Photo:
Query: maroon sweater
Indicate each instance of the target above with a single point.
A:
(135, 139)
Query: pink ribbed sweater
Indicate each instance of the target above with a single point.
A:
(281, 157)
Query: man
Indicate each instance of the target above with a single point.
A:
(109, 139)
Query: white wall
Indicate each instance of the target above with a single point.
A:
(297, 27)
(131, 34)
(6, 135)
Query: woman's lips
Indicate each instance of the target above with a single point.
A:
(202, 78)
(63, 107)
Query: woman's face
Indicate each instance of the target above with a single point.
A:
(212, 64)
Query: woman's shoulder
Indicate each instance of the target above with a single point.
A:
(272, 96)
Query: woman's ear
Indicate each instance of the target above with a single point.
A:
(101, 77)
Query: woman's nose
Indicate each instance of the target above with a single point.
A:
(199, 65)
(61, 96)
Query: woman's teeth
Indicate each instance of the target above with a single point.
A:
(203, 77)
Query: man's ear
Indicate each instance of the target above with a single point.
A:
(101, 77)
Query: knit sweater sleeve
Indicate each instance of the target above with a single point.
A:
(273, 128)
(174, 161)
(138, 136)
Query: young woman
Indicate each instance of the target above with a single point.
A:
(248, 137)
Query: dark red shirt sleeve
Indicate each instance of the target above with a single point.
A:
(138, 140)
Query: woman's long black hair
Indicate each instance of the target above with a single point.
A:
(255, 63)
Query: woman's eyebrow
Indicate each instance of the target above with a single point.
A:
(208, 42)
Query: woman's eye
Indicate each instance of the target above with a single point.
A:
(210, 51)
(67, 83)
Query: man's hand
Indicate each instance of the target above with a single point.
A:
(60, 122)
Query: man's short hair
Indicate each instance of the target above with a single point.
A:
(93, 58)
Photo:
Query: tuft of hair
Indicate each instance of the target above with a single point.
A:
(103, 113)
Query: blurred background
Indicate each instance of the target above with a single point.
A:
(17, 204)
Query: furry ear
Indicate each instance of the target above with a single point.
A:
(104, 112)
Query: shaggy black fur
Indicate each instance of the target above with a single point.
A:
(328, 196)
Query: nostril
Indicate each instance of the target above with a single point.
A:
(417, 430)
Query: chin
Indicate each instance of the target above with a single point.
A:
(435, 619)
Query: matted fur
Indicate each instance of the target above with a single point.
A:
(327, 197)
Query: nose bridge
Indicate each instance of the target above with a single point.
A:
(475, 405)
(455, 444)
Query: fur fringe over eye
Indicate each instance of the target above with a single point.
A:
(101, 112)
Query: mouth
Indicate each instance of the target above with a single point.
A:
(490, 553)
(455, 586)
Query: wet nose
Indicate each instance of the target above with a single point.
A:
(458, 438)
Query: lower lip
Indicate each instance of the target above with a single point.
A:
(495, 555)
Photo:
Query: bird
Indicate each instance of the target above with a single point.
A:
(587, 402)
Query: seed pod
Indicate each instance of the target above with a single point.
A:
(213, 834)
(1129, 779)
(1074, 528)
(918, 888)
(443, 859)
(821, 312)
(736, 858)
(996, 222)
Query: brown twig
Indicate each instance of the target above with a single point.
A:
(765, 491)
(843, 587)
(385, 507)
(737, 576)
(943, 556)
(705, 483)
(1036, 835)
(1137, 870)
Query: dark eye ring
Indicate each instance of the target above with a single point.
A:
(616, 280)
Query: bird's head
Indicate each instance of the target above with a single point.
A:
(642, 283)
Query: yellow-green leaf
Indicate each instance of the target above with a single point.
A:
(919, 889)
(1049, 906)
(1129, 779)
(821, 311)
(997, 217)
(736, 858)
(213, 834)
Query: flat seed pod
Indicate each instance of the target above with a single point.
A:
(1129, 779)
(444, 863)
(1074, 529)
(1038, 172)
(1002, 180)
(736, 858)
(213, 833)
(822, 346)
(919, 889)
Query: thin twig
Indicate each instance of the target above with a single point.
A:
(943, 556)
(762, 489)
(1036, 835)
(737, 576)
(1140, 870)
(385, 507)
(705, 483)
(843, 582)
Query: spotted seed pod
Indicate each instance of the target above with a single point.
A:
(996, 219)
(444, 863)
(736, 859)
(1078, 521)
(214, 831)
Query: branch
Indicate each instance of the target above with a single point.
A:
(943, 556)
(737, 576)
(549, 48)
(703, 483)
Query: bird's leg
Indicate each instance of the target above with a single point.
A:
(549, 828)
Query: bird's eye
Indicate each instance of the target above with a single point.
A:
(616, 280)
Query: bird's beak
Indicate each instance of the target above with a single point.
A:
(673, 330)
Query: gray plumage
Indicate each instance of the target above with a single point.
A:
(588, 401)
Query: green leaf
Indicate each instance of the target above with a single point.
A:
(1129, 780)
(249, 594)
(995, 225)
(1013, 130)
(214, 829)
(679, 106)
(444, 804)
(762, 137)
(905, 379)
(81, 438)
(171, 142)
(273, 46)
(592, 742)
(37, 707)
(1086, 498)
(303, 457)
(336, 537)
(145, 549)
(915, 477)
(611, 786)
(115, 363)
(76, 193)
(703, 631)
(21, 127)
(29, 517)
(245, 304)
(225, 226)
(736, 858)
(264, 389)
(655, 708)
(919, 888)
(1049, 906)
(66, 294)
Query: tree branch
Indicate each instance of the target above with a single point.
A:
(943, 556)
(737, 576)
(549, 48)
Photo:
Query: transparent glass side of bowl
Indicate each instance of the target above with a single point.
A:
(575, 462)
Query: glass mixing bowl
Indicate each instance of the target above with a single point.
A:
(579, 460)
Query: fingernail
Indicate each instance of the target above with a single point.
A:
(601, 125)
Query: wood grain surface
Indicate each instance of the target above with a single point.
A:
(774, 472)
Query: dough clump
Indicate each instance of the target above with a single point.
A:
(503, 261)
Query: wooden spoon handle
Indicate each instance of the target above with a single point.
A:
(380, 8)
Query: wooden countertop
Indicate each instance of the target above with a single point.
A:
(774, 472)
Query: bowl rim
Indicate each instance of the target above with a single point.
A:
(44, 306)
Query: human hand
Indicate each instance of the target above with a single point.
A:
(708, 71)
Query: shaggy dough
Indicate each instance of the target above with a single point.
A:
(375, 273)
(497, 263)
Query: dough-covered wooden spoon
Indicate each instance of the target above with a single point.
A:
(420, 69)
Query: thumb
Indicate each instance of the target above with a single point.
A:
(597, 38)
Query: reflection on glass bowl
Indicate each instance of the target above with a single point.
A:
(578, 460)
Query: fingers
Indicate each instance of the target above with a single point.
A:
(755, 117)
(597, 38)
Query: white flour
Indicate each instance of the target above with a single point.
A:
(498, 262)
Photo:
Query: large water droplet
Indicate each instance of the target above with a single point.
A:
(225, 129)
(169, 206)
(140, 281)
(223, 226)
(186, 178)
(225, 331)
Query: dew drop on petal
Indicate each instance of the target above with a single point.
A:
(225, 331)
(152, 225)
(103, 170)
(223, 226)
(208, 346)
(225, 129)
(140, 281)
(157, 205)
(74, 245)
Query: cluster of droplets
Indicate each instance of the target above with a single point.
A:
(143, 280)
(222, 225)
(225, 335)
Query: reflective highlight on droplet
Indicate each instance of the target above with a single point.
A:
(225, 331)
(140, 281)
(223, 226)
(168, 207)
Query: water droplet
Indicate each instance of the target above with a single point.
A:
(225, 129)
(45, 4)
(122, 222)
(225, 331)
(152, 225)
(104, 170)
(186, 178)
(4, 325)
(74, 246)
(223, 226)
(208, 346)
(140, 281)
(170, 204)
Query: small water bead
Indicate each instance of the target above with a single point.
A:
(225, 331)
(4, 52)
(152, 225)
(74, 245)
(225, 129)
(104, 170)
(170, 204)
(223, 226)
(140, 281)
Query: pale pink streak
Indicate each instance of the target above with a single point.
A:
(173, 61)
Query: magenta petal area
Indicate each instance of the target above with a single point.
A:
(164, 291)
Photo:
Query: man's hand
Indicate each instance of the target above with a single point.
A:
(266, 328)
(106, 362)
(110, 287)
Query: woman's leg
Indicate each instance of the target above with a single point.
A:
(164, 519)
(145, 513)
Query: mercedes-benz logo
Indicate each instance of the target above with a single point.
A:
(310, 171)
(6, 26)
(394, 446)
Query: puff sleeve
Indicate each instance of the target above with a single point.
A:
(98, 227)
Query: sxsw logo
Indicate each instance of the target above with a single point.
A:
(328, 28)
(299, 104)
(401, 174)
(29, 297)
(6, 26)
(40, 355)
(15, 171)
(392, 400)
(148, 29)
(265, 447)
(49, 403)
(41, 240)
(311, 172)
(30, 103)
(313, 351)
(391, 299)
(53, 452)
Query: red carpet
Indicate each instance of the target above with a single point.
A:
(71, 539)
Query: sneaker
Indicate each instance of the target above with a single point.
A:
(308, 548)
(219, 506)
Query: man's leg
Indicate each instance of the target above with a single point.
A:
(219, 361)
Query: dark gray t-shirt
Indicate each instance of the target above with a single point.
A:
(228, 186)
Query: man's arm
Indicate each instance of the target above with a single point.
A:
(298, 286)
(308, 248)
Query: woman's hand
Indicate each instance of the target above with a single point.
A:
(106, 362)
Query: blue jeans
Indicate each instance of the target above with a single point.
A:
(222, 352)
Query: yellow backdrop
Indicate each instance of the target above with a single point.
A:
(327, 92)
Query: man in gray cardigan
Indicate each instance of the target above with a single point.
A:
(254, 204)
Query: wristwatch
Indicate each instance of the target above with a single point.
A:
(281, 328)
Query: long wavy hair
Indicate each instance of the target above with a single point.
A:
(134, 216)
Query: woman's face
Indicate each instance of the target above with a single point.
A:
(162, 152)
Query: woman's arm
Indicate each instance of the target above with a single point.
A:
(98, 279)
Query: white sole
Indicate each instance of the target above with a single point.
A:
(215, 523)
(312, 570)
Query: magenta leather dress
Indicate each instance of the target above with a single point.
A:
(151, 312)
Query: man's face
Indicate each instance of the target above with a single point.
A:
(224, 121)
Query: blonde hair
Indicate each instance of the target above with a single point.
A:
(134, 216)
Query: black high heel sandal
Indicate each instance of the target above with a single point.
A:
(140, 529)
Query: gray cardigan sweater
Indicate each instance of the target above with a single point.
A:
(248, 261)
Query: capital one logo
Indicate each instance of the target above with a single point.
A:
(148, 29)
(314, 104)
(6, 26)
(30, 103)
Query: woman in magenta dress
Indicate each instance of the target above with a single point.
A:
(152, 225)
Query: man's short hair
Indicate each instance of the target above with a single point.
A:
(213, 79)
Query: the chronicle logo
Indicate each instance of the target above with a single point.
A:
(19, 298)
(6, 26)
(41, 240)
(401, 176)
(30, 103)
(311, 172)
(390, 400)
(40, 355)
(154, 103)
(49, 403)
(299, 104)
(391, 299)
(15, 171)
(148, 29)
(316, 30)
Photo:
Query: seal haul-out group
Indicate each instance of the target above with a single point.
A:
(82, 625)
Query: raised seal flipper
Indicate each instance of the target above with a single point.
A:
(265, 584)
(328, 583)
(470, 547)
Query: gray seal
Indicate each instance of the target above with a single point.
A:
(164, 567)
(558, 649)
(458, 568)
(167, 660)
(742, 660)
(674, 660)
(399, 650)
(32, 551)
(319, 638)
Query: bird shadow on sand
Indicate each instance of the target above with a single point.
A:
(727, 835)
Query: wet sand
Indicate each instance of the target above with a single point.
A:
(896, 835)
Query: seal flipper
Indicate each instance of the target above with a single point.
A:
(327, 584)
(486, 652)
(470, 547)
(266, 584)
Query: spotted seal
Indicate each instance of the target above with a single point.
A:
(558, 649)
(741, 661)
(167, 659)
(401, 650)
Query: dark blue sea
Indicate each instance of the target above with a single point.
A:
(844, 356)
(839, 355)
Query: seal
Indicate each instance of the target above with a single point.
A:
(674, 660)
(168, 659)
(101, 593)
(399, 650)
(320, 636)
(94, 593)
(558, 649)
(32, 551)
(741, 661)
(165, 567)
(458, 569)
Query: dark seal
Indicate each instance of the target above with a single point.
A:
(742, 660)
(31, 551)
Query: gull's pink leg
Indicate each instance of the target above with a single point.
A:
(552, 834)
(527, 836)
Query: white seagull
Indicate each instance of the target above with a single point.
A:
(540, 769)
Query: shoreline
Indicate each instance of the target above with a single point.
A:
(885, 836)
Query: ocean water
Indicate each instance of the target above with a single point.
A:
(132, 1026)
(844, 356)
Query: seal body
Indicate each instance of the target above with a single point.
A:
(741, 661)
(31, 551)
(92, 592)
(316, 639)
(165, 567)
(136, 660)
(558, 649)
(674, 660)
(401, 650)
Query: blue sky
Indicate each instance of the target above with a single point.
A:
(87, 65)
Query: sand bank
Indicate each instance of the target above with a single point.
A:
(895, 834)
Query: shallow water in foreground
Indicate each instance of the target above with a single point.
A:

GIVEN TASK:
Exact repetition is required for the lines from the one that contains "Query: raised seal flipper" through the final line; leave out everything else.

TASK OUTPUT:
Query: raised seal flipper
Indicate each instance of the target above with a single point.
A:
(265, 584)
(328, 583)
(470, 547)
Query: gray seal
Indicate each instance of the target above with a single point.
A:
(164, 567)
(558, 649)
(458, 568)
(167, 660)
(742, 660)
(674, 660)
(399, 650)
(32, 551)
(319, 638)
Query: bird shadow on sand
Indicate each instance of the target above with a single point.
A:
(727, 835)
Query: wet sand
Indicate each instance of the target above with a single point.
A:
(896, 835)
Query: seal flipper
Indicate each instance of the target above with a single point.
A:
(327, 584)
(486, 652)
(470, 547)
(266, 584)
Query: spotted seal
Indicate each instance of the target above with a single point.
A:
(558, 649)
(741, 661)
(167, 659)
(401, 650)
Query: dark blue sea
Indicate each instance of the target above with a single point.
A:
(844, 356)
(839, 355)
Query: seal
Indicate each instance of the target above with a single point.
A:
(674, 660)
(168, 659)
(101, 593)
(399, 650)
(320, 636)
(94, 593)
(558, 649)
(32, 551)
(741, 661)
(165, 567)
(458, 569)
Query: dark seal
Indicate each instance of the target above with a single point.
A:
(742, 660)
(31, 551)
Query: gull's pink leg
Indicate each instance of the target above with a single point.
A:
(552, 834)
(527, 836)
Query: white seagull
Indicate each instance of the target above with a single point.
A:
(540, 769)
Query: shoreline
Indicate each instance of the target above with a single point.
A:
(885, 836)
Query: ocean water
Indicate each instance of the target above with a single point.
A:
(132, 1026)
(844, 356)
Query: seal body
Indicate each instance of the target above with a single point.
A:
(741, 661)
(31, 551)
(92, 592)
(316, 639)
(165, 567)
(136, 660)
(558, 649)
(674, 660)
(401, 650)
Query: blue sky
Indicate each instance of the target above with a single point.
A:
(87, 65)
Query: sand bank
Indicate each instance of the target above with a single point.
A:
(895, 834)
Query: shallow water in foreground
Indicate each instance of the target above with a single point.
A:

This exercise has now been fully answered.